**Problem:** Your task is to transcribe the data in full.

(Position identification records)
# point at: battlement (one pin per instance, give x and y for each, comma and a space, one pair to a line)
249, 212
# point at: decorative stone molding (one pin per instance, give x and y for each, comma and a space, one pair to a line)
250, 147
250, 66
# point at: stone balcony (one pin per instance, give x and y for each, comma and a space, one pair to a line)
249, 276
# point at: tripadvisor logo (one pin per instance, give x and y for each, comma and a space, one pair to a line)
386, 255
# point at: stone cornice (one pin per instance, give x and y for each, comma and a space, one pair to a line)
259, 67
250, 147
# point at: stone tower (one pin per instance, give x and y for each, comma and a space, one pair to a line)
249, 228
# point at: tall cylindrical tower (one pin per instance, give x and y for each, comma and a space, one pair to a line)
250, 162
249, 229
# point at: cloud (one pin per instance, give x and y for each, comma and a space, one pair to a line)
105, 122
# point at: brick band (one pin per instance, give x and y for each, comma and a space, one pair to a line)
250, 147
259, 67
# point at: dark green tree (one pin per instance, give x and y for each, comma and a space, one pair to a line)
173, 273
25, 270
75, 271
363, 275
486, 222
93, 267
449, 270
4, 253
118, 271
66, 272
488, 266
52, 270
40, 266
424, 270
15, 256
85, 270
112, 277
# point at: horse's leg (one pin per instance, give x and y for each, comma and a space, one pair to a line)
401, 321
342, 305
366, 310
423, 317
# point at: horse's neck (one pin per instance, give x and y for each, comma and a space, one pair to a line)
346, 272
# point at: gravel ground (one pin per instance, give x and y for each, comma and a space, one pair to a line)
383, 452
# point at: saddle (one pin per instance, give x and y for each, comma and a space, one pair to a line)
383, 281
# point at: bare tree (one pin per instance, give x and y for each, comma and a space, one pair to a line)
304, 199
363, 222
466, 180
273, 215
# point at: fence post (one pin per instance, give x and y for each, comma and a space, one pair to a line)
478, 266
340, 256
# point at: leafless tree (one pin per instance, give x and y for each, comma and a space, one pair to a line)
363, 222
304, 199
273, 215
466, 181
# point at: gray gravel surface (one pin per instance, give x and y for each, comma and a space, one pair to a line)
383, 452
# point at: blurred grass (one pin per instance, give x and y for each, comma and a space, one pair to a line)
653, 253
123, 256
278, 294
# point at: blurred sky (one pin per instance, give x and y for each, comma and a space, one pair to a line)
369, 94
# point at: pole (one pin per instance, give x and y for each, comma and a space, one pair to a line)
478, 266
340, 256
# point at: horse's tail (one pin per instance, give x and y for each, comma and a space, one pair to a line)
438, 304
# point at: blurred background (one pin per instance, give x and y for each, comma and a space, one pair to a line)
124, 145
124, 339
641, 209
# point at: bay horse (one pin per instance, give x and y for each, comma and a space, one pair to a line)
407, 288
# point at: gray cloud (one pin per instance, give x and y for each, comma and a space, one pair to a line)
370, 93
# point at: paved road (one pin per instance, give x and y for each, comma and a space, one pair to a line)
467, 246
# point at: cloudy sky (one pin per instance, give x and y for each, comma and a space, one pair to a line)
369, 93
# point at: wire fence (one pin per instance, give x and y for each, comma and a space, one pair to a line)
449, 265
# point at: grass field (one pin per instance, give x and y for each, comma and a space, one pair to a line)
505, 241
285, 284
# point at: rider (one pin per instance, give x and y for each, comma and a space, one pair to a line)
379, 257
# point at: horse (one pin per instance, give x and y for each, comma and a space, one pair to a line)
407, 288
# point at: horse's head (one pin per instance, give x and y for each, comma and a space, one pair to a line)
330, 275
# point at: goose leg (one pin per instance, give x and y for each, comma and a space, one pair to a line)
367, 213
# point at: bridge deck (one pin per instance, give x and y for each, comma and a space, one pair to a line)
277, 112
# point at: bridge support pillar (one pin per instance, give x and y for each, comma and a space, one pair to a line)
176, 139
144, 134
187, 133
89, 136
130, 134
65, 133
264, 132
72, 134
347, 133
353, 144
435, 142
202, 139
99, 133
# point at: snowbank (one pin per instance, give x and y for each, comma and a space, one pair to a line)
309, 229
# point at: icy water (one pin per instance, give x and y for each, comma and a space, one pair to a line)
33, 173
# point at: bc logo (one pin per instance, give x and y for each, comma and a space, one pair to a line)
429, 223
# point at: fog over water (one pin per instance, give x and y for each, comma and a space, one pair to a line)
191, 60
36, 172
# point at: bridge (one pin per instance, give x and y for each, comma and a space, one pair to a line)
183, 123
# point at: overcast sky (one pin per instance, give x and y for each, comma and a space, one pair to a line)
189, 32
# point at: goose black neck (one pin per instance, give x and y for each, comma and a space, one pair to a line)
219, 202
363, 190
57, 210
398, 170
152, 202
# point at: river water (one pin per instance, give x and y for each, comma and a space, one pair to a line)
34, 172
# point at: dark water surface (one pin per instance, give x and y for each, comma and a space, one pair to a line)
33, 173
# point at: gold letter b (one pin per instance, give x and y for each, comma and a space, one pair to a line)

**Problem solution:**
# point at: battlement (one pin per instance, give x and y for each, comma and a space, one pair to a line)
249, 212
# point at: decorative stone molding (one pin per instance, give x and y for each, comma and a space, one pair to a line)
250, 147
250, 66
# point at: stone balcony (one pin per instance, give x and y for each, comma and a space, one pair to a line)
249, 276
# point at: tripadvisor logo (one pin per instance, give x and y for each, comma and a space, one pair to a line)
386, 255
# point at: stone cornice (one pin per instance, give x and y for each, comma and a space, one pair to a line)
259, 67
250, 147
# point at: stone tower (one pin per instance, give x and y for each, comma and a space, one pair to a line)
249, 228
# point at: tall cylindrical tower (one pin per instance, give x and y for each, comma and a space, one pair to a line)
250, 162
249, 229
# point at: cloud (one pin per instance, give x and y for each, comma and a space, one pair to a line)
105, 122
# point at: brick band (one pin per instance, give x and y for each, comma and a space, one pair to a line)
250, 147
259, 67
# point at: dark green tree (one pin per instance, give x and y for each, comma and a space, one pair to a line)
173, 273
25, 270
75, 271
363, 275
486, 222
93, 267
449, 270
4, 253
118, 271
66, 272
488, 266
52, 270
40, 266
424, 270
15, 256
85, 270
112, 277
# point at: horse's leg (one pin per instance, give x and y for each, comma and a space, one pair to a line)
401, 321
342, 305
366, 310
423, 317
# point at: horse's neck (one pin per instance, give x and y for each, comma and a space, one pair to a line)
346, 272
# point at: gravel ground (one pin per instance, give x and y for each, comma and a space, one pair to a line)
383, 452
# point at: saddle (one pin per instance, give x and y for each, comma and a space, one pair to a line)
383, 281
# point at: bare tree (one pin per instance, give x and y for each, comma and a space, one pair to a line)
304, 199
363, 222
466, 180
273, 215
# point at: fence post (one pin per instance, give x and y for each, comma and a space, one pair to a line)
478, 266
340, 256
# point at: leafless tree (one pin per instance, give x and y for each, comma and a space, one pair to a line)
363, 222
304, 199
273, 215
466, 181
# point at: gray gravel surface (one pin per instance, give x and y for each, comma and a space, one pair to a line)
383, 452
# point at: blurred grass (one pin per instance, give x and y for each, comma and a space, one pair to a line)
653, 253
123, 256
278, 294
# point at: blurred sky (one pin per instance, give x and y for each, comma and a space, one pair to a line)
369, 94
# point at: pole (one pin per instance, give x and y for each, comma and a space, one pair to a line)
478, 266
340, 256
# point at: horse's tail (one pin per instance, give x and y for each, comma and a space, one pair to a line)
438, 304
# point at: blurred background (one pin per instance, give x and y for each, comma and a space, one pair to a line)
124, 145
124, 339
641, 209
# point at: bay horse (one pin per instance, give x and y for each, comma and a space, one pair to a line)
407, 288
# point at: gray cloud (one pin per instance, give x and y for each, comma and a space, one pair to a line)
370, 93
# point at: paved road (one pin per instance, give x and y for each, comma and a space, one pair to a line)
467, 246
# point at: cloudy sky (one pin per instance, give x and y for each, comma and a space, one pair to a line)
369, 93
# point at: wire fence (one pin per instance, give x and y for each, comma and a space, one pair to a line)
449, 265
# point at: grass field (one pin per instance, give x and y for each, comma and a space, one pair to a line)
505, 241
285, 284
# point at: rider (one pin per instance, give x and y for each, comma and a space, one pair to a line)
379, 257
# point at: horse (one pin per instance, give x and y for each, comma and a space, one pair to a line)
407, 288
# point at: horse's head (one pin per instance, give x and y for each, comma and a space, one pair to a line)
330, 275
# point at: goose leg (one pin per instance, give x and y for each, comma and a space, one pair to a line)
367, 213
# point at: bridge deck (one pin per instance, give x and y for each, comma and a space, one pair to a line)
277, 112
# point at: bridge support pillar (one pin per instance, give x and y for each, comma and a space, one pair to a line)
176, 139
144, 134
187, 133
89, 136
130, 134
65, 133
264, 132
72, 134
347, 133
353, 144
435, 142
202, 139
99, 133
# point at: snowbank (one pin per instance, give x and y for each, comma and a space, one pair to a line)
309, 229
# point at: icy water (one pin per instance, give x and y for each, comma and a space, one pair to a line)
33, 173
# point at: bc logo (one pin per instance, give x and y for each, comma and a space, one pair to a line)
429, 223
# point at: fog over water (one pin per instance, give x and y for each, comma and a space, one pair to a line)
191, 60
36, 172
# point at: bridge (one pin per instance, give x and y for each, comma and a space, one pair to a line)
183, 123
# point at: overcast sky (one pin per instance, give x and y for each, comma and a space, one pair to a line)
189, 32
# point at: goose black neck (one pin per instance, give x and y for each, comma and a space, one pair to a line)
219, 202
363, 190
57, 210
398, 170
152, 202
# point at: river water (one pin per instance, give x and y for each, comma and a space, one pair to a line)
34, 172
# point at: dark water surface (one pin per instance, give x and y for each, comma and a space, one pair to a line)
33, 173
# point at: gold letter b (one pin per instance, give x and y for each, comma and a space, one pair to a line)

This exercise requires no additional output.